> TASK GOAL: Your task is to transcribe, without alteration, the lines from the top of the material below through the line bearing "box: [542, 20, 556, 32]", inclusive.

> RECORDS FOR PROCESSING:
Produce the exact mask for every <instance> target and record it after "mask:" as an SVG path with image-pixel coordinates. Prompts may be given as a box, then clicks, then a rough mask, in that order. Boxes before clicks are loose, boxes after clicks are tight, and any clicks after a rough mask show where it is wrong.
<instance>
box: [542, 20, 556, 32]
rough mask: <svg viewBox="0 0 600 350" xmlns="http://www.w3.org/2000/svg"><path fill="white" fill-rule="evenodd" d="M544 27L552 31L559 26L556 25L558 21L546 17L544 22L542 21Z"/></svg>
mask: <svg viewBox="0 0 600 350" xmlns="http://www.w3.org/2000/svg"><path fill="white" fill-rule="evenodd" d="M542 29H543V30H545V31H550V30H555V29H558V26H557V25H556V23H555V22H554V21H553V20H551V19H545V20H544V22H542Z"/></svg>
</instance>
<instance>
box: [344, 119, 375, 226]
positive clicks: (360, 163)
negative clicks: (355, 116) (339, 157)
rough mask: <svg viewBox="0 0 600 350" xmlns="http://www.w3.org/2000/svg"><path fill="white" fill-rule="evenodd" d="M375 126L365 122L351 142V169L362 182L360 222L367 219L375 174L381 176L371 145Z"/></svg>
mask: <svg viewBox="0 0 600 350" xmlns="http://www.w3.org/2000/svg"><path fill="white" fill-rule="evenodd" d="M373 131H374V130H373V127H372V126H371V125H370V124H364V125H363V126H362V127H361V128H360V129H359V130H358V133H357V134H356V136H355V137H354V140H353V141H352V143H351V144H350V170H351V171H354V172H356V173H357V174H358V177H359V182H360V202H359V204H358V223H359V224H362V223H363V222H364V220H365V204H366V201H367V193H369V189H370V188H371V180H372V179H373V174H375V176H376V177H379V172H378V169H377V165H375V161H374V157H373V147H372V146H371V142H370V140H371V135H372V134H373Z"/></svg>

> THE COMPLETED TASK:
Produce the exact mask for every <instance> target and record it after "mask:" as an SVG path with image-pixel coordinates. Prompts may be given as a box, then clicks, then a rough mask, in that order. Boxes before clicks are loose, boxes after clicks are tight, and any clicks after a rough mask show where it is wrong.
<instance>
box: [542, 20, 556, 32]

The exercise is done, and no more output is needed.